In fact, if we want to talk about making our children poorer due to slower growth, the Peter Peterson deficit hawk gang wins the grand prize here. By limiting efforts to stimulate the economy following the Great Recession, they left the economy permanently poorer. Potential output is $6,200 per person lower than what had been projected pre-crisis. Much of this loss should be laid at the doorsteps of the Peter Peterson deficit hawk gang. (Their whining about deficits in the pre-crisis period also helped to crowd out warnings about the risks posed by the housing bubble.)

The other way in which the debt can impose a burden on our kids is that it creates a claim to government revenue in the form of future interest payments. But how about we take a look at the size of the claim? Yeah, $1.5 trillion is a REALLY BIG NUMBER (remember when the NYT committed itself to putting numbers in context?), but what does it mean in terms of commitments of future revenue?

Currently, interest payments on the debt net of the money rebated by the Federal Reserve Board, come to approximately 0.8 percent of GDP. That compares to more than 3.0 percent of GDP in the early 1990s. That sum apparently didn’t bankrupt us 25 years ago, so why should we be shaking in our boots over the current burden?

[Saved entries]
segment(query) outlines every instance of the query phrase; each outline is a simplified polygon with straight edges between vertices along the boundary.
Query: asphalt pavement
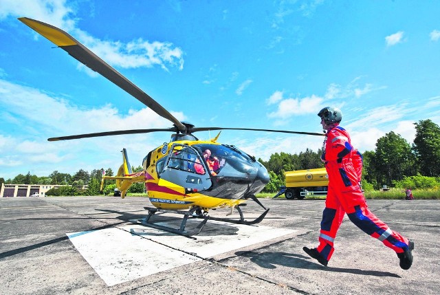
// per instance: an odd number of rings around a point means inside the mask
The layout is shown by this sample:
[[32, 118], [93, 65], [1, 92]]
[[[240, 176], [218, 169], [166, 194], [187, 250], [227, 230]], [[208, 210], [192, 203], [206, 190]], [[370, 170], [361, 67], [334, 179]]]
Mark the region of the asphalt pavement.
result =
[[[317, 245], [324, 201], [261, 201], [270, 210], [256, 226], [208, 221], [188, 238], [131, 222], [145, 217], [145, 197], [0, 199], [0, 294], [439, 294], [439, 201], [367, 201], [415, 241], [408, 270], [346, 217], [324, 267], [302, 248]], [[261, 212], [252, 201], [243, 210]], [[177, 216], [152, 218], [179, 225]]]

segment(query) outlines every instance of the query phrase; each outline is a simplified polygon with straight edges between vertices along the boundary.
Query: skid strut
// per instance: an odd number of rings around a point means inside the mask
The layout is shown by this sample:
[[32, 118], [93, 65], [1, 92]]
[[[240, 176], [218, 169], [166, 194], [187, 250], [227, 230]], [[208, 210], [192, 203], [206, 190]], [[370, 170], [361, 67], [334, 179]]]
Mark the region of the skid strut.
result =
[[[182, 211], [179, 210], [165, 210], [160, 209], [158, 208], [152, 208], [152, 207], [144, 207], [144, 209], [148, 211], [148, 215], [145, 218], [142, 218], [140, 219], [135, 219], [132, 221], [134, 223], [140, 223], [144, 226], [148, 226], [150, 228], [156, 228], [157, 230], [165, 230], [166, 232], [173, 232], [177, 234], [181, 234], [182, 236], [189, 237], [194, 236], [196, 234], [199, 234], [201, 230], [205, 226], [205, 223], [208, 221], [208, 219], [204, 219], [195, 227], [194, 229], [191, 230], [185, 230], [185, 227], [186, 226], [186, 221], [188, 218], [190, 216], [192, 216], [195, 214], [195, 212], [198, 209], [197, 208], [192, 208], [190, 209], [188, 211]], [[150, 218], [154, 215], [157, 212], [163, 212], [166, 213], [174, 213], [174, 214], [182, 214], [184, 215], [184, 218], [180, 223], [180, 228], [179, 229], [170, 228], [168, 226], [162, 226], [157, 223], [153, 223], [149, 222]]]
[[[131, 222], [135, 223], [141, 223], [144, 226], [148, 226], [150, 228], [156, 228], [157, 230], [165, 230], [166, 232], [173, 232], [177, 234], [181, 234], [182, 236], [190, 237], [195, 236], [199, 234], [201, 230], [205, 226], [206, 221], [208, 220], [216, 220], [223, 222], [229, 222], [232, 223], [236, 224], [246, 224], [246, 225], [252, 225], [256, 224], [264, 219], [267, 212], [269, 212], [269, 208], [266, 208], [259, 201], [258, 199], [254, 195], [250, 195], [248, 198], [254, 200], [256, 204], [260, 205], [265, 211], [257, 218], [253, 220], [245, 220], [243, 211], [240, 208], [240, 205], [236, 206], [237, 212], [240, 215], [239, 219], [232, 219], [232, 218], [221, 218], [221, 217], [214, 217], [211, 216], [208, 216], [207, 215], [206, 211], [204, 211], [202, 208], [199, 207], [192, 207], [188, 211], [183, 211], [179, 210], [165, 210], [161, 209], [158, 208], [153, 208], [153, 207], [144, 207], [145, 210], [148, 211], [148, 215], [145, 217], [140, 219], [133, 219], [131, 220]], [[180, 228], [179, 229], [171, 228], [169, 226], [163, 226], [158, 223], [154, 223], [150, 221], [150, 219], [153, 215], [154, 215], [156, 212], [161, 212], [165, 213], [173, 213], [173, 214], [182, 214], [184, 215], [184, 218], [182, 219], [182, 223], [180, 223]], [[186, 226], [186, 221], [188, 218], [199, 218], [203, 219], [201, 222], [200, 222], [197, 226], [190, 230], [186, 230], [185, 227]]]

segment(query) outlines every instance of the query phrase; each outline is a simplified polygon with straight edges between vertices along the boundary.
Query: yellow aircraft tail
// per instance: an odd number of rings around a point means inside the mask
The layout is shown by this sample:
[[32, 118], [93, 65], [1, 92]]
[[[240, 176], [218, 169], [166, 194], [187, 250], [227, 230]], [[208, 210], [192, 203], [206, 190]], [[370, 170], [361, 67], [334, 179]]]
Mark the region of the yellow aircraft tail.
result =
[[121, 198], [124, 199], [127, 190], [131, 186], [131, 184], [135, 182], [144, 182], [145, 177], [144, 171], [133, 173], [131, 166], [130, 166], [130, 162], [129, 162], [126, 150], [122, 149], [121, 152], [122, 153], [122, 164], [119, 167], [118, 174], [116, 176], [106, 176], [105, 171], [103, 171], [101, 179], [101, 190], [102, 190], [105, 179], [115, 179], [116, 180], [116, 187], [121, 192]]

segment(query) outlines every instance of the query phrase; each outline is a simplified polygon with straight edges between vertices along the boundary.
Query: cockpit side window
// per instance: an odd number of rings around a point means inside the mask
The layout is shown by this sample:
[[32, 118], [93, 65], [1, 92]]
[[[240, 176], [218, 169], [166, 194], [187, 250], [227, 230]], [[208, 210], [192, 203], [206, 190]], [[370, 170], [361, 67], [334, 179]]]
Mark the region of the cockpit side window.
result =
[[160, 177], [160, 173], [164, 170], [164, 166], [165, 165], [166, 160], [166, 157], [163, 157], [160, 159], [159, 161], [157, 161], [157, 162], [156, 163], [156, 171], [157, 172], [157, 176], [159, 177]]
[[203, 175], [206, 169], [200, 156], [189, 146], [175, 145], [168, 157], [166, 166], [172, 169], [182, 170]]

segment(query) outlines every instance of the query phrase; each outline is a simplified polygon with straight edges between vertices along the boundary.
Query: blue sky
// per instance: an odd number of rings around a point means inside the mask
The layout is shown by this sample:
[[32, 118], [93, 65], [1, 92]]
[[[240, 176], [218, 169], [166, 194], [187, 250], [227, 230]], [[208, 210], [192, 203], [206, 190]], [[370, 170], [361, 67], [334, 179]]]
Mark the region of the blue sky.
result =
[[[49, 142], [168, 128], [136, 99], [16, 19], [65, 30], [181, 120], [197, 127], [320, 132], [342, 109], [361, 151], [414, 122], [440, 124], [435, 1], [0, 1], [0, 177], [138, 166], [170, 134]], [[217, 133], [195, 134], [209, 139]], [[320, 137], [223, 131], [219, 141], [267, 160], [317, 151]]]

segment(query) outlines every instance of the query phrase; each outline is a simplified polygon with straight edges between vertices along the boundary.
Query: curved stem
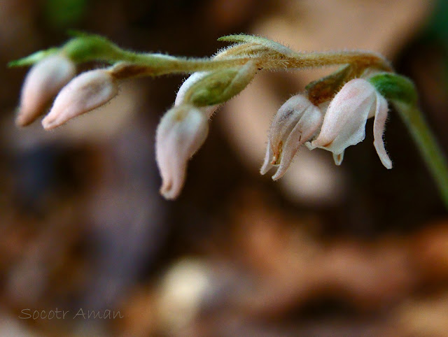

**Tasks to perform:**
**1)** Answer from the passage on the national debt:
(a) By how much per person is potential output lower than the pre-crisis projection?
(b) What share of GDP do net interest payments on the debt currently come to?
(c) What share of GDP did those payments reach in the early 1990s?
**2)** Carry on the passage on the national debt, starting after its last sentence.

**Results:**
**1)**
(a) $6,200 per person
(b) Approximately 0.8 percent of GDP
(c) More than 3.0 percent of GDP

**2)**
Yes, adding $1.5 trillion will increase the burden. If we assume an average interest rate of 3.0 percent, that comes to $45 billion a year. In a decade that will be equal to less than 0.2 percent of GDP. Can the kids take it?

Let’s make some comparisons here. First, the Federal Reserve Board is selling off its assets. This means that instead of the interest being paid back to the government, it will be paid out to private individuals. In other words, it increases the burden of the debt on our kids. As best I can tell this fact has gotten absolutely zero attention as the Fed has made plans to sell off much of its $4 trillion in holdings.

For another more important comparison, let’s think about patent and copyright monopolies. These monopolies are one of the ways in which the government pays for things. Specifically, the government tells Pfizer or Microsoft to spend money innovating and it will pay them by giving them a monopoly on their innovations.

We can argue whether this is good or bad policy. (I argue it’s really bad policy in chapter 5 of my [free] book Rigged: How Globalization and the Rules of the Modern Economy Were Structured to Make the Rich Richer.) What is not arguable is that these government-granted monopolies create a burden on our kids in the same way that interest on the debt creates a burden on our kids.

How is it any different if we tell a drug company that it has a monopoly that allows it to jack up the price of its drugs by one-hundred fold over the free market price than imposing a tax of 10,000 percent on the drug? Either way, we are requiring people to pay hugely more for the drug than if it was sold in a free market.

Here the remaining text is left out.